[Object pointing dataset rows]
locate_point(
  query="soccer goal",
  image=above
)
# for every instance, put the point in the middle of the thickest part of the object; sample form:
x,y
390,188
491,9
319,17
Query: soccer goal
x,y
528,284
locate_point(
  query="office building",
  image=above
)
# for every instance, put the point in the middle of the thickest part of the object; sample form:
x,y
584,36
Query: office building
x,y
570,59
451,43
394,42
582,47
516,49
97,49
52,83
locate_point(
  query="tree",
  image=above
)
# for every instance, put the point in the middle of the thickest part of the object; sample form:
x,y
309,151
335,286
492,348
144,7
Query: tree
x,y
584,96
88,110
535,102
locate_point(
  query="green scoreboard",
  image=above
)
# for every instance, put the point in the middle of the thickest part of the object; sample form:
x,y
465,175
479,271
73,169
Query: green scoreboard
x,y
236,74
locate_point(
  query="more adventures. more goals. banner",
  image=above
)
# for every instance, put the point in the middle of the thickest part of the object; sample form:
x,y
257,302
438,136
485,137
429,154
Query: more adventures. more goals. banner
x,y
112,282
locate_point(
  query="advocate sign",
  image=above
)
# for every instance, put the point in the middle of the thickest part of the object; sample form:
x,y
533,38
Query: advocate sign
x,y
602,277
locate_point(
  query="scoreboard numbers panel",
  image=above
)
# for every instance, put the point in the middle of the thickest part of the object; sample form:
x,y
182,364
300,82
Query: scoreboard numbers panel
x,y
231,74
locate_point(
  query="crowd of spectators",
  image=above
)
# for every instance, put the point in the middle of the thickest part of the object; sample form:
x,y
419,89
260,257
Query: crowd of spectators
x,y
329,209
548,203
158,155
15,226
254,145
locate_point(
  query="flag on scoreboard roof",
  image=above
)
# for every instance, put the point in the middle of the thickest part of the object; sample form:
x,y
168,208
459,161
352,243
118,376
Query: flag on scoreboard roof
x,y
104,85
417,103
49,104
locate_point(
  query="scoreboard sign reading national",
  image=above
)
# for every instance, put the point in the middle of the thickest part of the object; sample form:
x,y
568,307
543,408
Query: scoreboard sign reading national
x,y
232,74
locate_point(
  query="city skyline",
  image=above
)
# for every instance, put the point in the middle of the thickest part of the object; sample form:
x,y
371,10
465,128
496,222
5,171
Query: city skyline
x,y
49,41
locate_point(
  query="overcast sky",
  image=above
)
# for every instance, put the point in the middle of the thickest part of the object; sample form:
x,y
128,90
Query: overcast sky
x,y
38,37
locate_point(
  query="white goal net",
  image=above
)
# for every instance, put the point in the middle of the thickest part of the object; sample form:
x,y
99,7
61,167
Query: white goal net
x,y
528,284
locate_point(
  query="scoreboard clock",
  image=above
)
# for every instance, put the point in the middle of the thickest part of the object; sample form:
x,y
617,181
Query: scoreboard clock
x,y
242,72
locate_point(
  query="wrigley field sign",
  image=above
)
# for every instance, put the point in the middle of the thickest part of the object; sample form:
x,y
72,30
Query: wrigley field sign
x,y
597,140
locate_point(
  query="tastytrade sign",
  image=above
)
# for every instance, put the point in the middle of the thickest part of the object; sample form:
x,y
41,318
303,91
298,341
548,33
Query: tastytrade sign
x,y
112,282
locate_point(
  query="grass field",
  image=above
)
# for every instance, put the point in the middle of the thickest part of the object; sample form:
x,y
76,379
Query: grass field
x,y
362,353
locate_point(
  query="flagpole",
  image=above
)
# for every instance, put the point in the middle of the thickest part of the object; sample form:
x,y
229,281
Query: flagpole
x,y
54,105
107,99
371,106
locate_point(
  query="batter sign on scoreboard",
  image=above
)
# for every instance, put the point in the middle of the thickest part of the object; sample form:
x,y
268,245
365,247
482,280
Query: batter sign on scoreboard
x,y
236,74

**YOUR TASK**: Retype all of the entries precisely as they are.

**SOLUTION BELOW**:
locate_point(
  query="soccer goal",
  image=above
)
# for every instance, put the point in the middle of the thickest part of the object; sample form:
x,y
390,188
491,9
319,17
Query: soccer goal
x,y
528,284
locate_point(
  query="office building",
  image=above
)
# for every instance, put the point in the middle of the thickest part of the object; sample form:
x,y
584,36
Query: office building
x,y
570,59
451,43
394,42
582,47
516,49
97,49
52,83
locate_point(
  query="tree",
  image=above
)
# for every instance, put the point in the middle of the thickest part of the object; sample form:
x,y
309,151
335,286
492,348
144,7
Query: tree
x,y
584,96
88,110
535,102
locate_point(
  query="green scoreboard",
  image=above
)
# for every instance, put the point in the middle of the thickest part of the object; sample form:
x,y
465,175
479,271
73,169
Query: green scoreboard
x,y
236,74
locate_point(
  query="more adventures. more goals. banner",
  image=above
)
# for every instance, put the point in the middle of the thickest part of the object; sample form:
x,y
257,302
438,136
485,137
429,154
Query: more adventures. more goals. banner
x,y
112,282
locate_point(
  query="advocate sign",
  image=above
)
# for every instance, put the point in the middle of the thickest part of the object; sample form:
x,y
533,38
Query: advocate sign
x,y
602,277
locate_point(
  query="scoreboard numbers panel",
  image=above
)
# for every instance, put the point in the middle of the thickest part of the object; sample form:
x,y
182,364
300,82
Query: scoreboard numbers panel
x,y
231,74
locate_point(
  query="crowd of spectators",
  image=above
)
# for every instance, put the point in the middle of the thickest part of the object; sample form:
x,y
419,89
260,257
Query: crowd of spectators
x,y
329,209
548,203
158,155
15,226
254,145
locate_point(
  query="flag on scoreboard roof",
  image=above
)
# for every instance, put the point in the middle of the thickest part of the object; sample form:
x,y
168,208
459,161
352,243
118,376
Query: flag on scoreboard roof
x,y
104,85
417,103
49,104
locate_point(
  query="scoreboard sign reading national",
  image=above
)
# for every instance, put the point in the middle of the thickest part of the object; sample form:
x,y
568,307
543,408
Query: scoreboard sign reading national
x,y
232,74
locate_point(
  query="city skyline",
  image=above
)
# for every instance, put the point in the middle of the thickest part of the object; sample form:
x,y
371,10
465,128
496,222
5,171
Query: city skyline
x,y
49,41
locate_point(
  query="overcast sky",
  image=above
)
# for every instance, put the point in the middle of the thickest part of the object; sample form:
x,y
128,90
Query: overcast sky
x,y
38,37
locate_point(
  query="white goal net",
  image=above
)
# for every instance, put the point in the middle of the thickest part of the object; sample form:
x,y
99,7
61,167
Query: white goal net
x,y
528,284
locate_point(
  query="scoreboard clock",
  image=above
)
# for every instance, put the point in the middle of the thickest part of the object; sample form:
x,y
617,181
Query: scoreboard clock
x,y
242,72
locate_point(
  query="wrigley field sign",
  image=above
)
# for every instance, put the point in the middle of the thickest part of the object; sample form:
x,y
72,30
Query: wrigley field sign
x,y
597,140
locate_point(
  query="tastytrade sign",
  image=above
)
# for every instance, put the point in the middle of the thickest part of the object; sample form:
x,y
41,318
303,91
298,341
548,33
Query: tastytrade sign
x,y
112,282
locate_point(
  query="grass field",
  image=above
)
# for every instance, put the point in the middle of the thickest part of the object; sample form:
x,y
76,379
Query: grass field
x,y
362,353
locate_point(
  query="flagpole",
  image=above
)
# for every instance, put the point in the middle of the thickest part of the object; sample form:
x,y
229,281
Query: flagpole
x,y
54,105
107,99
371,106
locate_point(
  query="batter sign on scoreboard",
  image=above
)
# for every instance, put the point in the middle of the thickest part of the object; sample form:
x,y
268,245
365,247
482,280
Query: batter sign on scoreboard
x,y
236,74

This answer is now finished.